[Collected data]
###

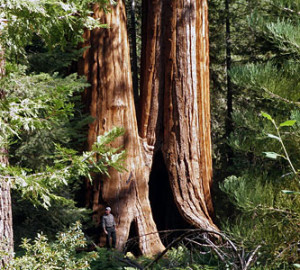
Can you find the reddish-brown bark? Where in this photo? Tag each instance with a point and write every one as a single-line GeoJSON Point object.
{"type": "Point", "coordinates": [174, 114]}
{"type": "Point", "coordinates": [112, 104]}
{"type": "Point", "coordinates": [175, 86]}
{"type": "Point", "coordinates": [6, 229]}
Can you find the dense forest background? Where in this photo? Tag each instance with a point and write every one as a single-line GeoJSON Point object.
{"type": "Point", "coordinates": [255, 99]}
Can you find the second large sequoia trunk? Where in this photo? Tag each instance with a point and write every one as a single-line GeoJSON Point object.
{"type": "Point", "coordinates": [174, 113]}
{"type": "Point", "coordinates": [175, 90]}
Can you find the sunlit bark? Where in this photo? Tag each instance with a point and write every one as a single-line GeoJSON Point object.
{"type": "Point", "coordinates": [112, 104]}
{"type": "Point", "coordinates": [6, 229]}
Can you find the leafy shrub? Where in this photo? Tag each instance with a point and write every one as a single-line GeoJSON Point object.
{"type": "Point", "coordinates": [61, 254]}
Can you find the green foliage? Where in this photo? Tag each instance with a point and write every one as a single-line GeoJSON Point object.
{"type": "Point", "coordinates": [267, 217]}
{"type": "Point", "coordinates": [61, 254]}
{"type": "Point", "coordinates": [57, 23]}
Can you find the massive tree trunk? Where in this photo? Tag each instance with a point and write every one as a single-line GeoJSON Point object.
{"type": "Point", "coordinates": [6, 230]}
{"type": "Point", "coordinates": [112, 104]}
{"type": "Point", "coordinates": [175, 88]}
{"type": "Point", "coordinates": [174, 113]}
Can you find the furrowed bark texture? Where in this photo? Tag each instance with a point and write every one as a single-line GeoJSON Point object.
{"type": "Point", "coordinates": [175, 87]}
{"type": "Point", "coordinates": [6, 229]}
{"type": "Point", "coordinates": [107, 66]}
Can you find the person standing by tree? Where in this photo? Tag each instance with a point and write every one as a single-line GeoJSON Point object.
{"type": "Point", "coordinates": [109, 227]}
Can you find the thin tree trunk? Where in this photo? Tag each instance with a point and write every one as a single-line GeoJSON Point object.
{"type": "Point", "coordinates": [229, 125]}
{"type": "Point", "coordinates": [6, 229]}
{"type": "Point", "coordinates": [112, 104]}
{"type": "Point", "coordinates": [175, 85]}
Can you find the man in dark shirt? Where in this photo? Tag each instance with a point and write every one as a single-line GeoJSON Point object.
{"type": "Point", "coordinates": [109, 227]}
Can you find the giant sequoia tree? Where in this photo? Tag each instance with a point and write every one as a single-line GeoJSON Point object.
{"type": "Point", "coordinates": [174, 113]}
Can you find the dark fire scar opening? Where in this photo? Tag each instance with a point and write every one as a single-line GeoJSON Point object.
{"type": "Point", "coordinates": [165, 213]}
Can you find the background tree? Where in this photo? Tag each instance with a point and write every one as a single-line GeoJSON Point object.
{"type": "Point", "coordinates": [263, 68]}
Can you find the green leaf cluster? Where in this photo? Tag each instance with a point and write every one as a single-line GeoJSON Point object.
{"type": "Point", "coordinates": [60, 254]}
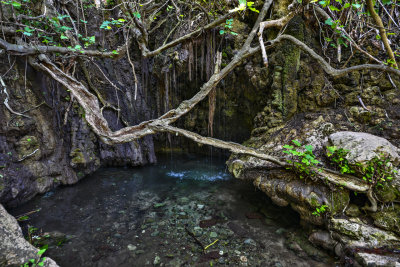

###

**What to work on**
Your copy should hold each line above exactly and no pictures at all.

**Written answer**
Can you find the reddish-brown bark? Where in this photo? Tag each instance with a point and write every one as a single-line GeoJSON Point object.
{"type": "Point", "coordinates": [174, 114]}
{"type": "Point", "coordinates": [112, 104]}
{"type": "Point", "coordinates": [175, 86]}
{"type": "Point", "coordinates": [6, 229]}
Can you find the dense forest background? Where in this photo? Tag each instance with a point and write every one as a single-line GeoJSON Point object.
{"type": "Point", "coordinates": [255, 99]}
Can you find the second large sequoia trunk? Where in this photo? Tag each instance with a point and write every one as a single-line GeoJSON Point object.
{"type": "Point", "coordinates": [174, 113]}
{"type": "Point", "coordinates": [175, 90]}
Can you find the sunlit bark? Where in this photo? Tag each instance with a point and write every one as a single-line GeoJSON Point object.
{"type": "Point", "coordinates": [112, 104]}
{"type": "Point", "coordinates": [6, 229]}
Can you find the leafy shrub? Where in this photo? Tag each instance with a point and write every one as a single-line GeoJSON Point object.
{"type": "Point", "coordinates": [61, 254]}
Can you find the green foliage? Where in this photo? Tag each instance with a point and write every one as a single-line GeoJSON Point object.
{"type": "Point", "coordinates": [267, 217]}
{"type": "Point", "coordinates": [61, 254]}
{"type": "Point", "coordinates": [57, 23]}
Can you find the massive tree trunk? Where in this photo? Tag each instance with a point and write every one as a single-line GeoJSON Point object.
{"type": "Point", "coordinates": [6, 230]}
{"type": "Point", "coordinates": [112, 104]}
{"type": "Point", "coordinates": [175, 88]}
{"type": "Point", "coordinates": [174, 113]}
Can you find the furrowed bark texture? Where in this photo? Tag each instance with a point and write every one as a single-line GeoJSON Point object.
{"type": "Point", "coordinates": [175, 87]}
{"type": "Point", "coordinates": [6, 229]}
{"type": "Point", "coordinates": [107, 66]}
Can you find the person standing by tree? Where in this photo? Tag each instance with a point and write every one as a single-line GeoJSON Point object.
{"type": "Point", "coordinates": [109, 227]}
Can you find the thin tree trunk? Where in this photo? Tag each instance with a point and write every one as a single-line GeoJSON Point object.
{"type": "Point", "coordinates": [229, 125]}
{"type": "Point", "coordinates": [6, 229]}
{"type": "Point", "coordinates": [112, 104]}
{"type": "Point", "coordinates": [175, 85]}
Can you find the man in dark shirt? Where in this photo? Tag each instance with a point and write every one as a single-line GeoJSON Point object.
{"type": "Point", "coordinates": [109, 227]}
Can you find the giant sequoia tree? Where in this photo? Tag each instance with a point and write every one as a single-line GeoJSON Point object.
{"type": "Point", "coordinates": [174, 113]}
Can you find the dark fire scar opening? Where in this photo? Tag each instance with a point and write every one as a single-line GeoJSON Point object.
{"type": "Point", "coordinates": [165, 213]}
Can you find the background tree? Where in this photo? Tag each instance with a point and write every one as a single-line GeoJSON Point object.
{"type": "Point", "coordinates": [263, 68]}
Can you find the green leaf cluster? Where in this photo? Tag each instance with a point and write every one as a single-line GeoJSON Point object.
{"type": "Point", "coordinates": [60, 254]}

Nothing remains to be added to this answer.